Recently I have noted several people in my life who subscribe to a particular sect of Christianity committing grievous acts of blasphemy. I mean, not blasphemy in the way that I just think its blasphemy so I'm going to call it that - but no. Real, biblical blasphemy. (Coming from someone whose blog is called Well, Goddamn I suppose you'd think I'm the pot calling the kettle black and you might just be right about that). This is what made me wonder where reminding someone that they are going against the beliefs they subscribe to ends and blatant holier than thou attitudes begin.

An old friend of mine once told me "Humility is a nice place to visit, but I wouldn't want to live there" which, I'm fairly sure he attributed to Mother Teresa, but I have not been able to substantiate that. I DO know that she said Both humility and prayer grow from an ear, mind, and tongue that have lived in silence with God, for in the silence of the heart God speaks.

Mahatma Ghandi said the seven great sins are 1: Wealth without work 2: Pleasure without conscience 3: Knowledge without character 4: Commerce without morality 5: Science without humility 6: Worship without sacrifice and 7: Politics without principle

Charles Dickens famously said that 'Umble we are. 'Umble we have been. 'Umble we shall ever be.

Of course, in contrast, you could go with Ted Turner's estimation that If I only had a little humility, I would be perfect.

When all else fails, we can turn to the internet encyclopedia to define humility for us.

For me, I feel that humility is a constant struggle against my own human nature. I believe very much that Man, as a reasoning being, carries with Him some pride and a lot of arrogance. We have this sort of inborn passion for ourselves that - to the best of my knowledge - other beasts of the world simply do not possess. I want to move away from that passion for self and learn to keep my mouth shut about small and insignificant things, but then I have to decide what is insignificant enough that I should not at least try to change or influence change in the world. What is small and carries no bearing ont he world? For, truly, if the wings of a butterfly flapping here today can cause a hurricane on the other side of the world tomorrow - then is someone drinking the sacramental wine as a dinner garnish arbitrary? How do you know?

THINGS TO DO
**1)** In the essay on humility, what is the name of the writer's blog?
**2)** Resume the essay on humility after its final sentence, keeping its voice.

DATA EXTRACT
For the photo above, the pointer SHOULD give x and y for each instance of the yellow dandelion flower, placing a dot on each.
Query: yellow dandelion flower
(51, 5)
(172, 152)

EXERCISE ANSWERS
**1)** Well, Goddamn

**2)**
To affect change in the world toward what I personally think is the best path for humanity would make me truly prideful, I think. I have no right to believe what I do is in the name of my God if my God has not personally told me to do it. And He hasn't! At the same time, I think that letting the world destroy itsself without intervention is truly selfish. One cannot stand alone and believe their actions have no consequences on those around them.

I have been accused of being a democrat, a liberal, too conservative, too religious, a nutjob, a socialist (that one was my favorite - oh no! I think all men are equal and should be treated that way!), and a republican. All because people who have no opinions of their own need to label those around them in order to be comfortable. In my life, I have learned that there is no comfort in humility. At all. Humility is a constant exercise in self control and a struggle to let go of the pride and ego which only stop me from seeing someone else's point of view and finding a diplomatic resolution. With all of these things in mind, I decided to invite some friends of mine to come here and guest author their own thoughts on humility. I don't know if they will all come forward, but I am hopeful.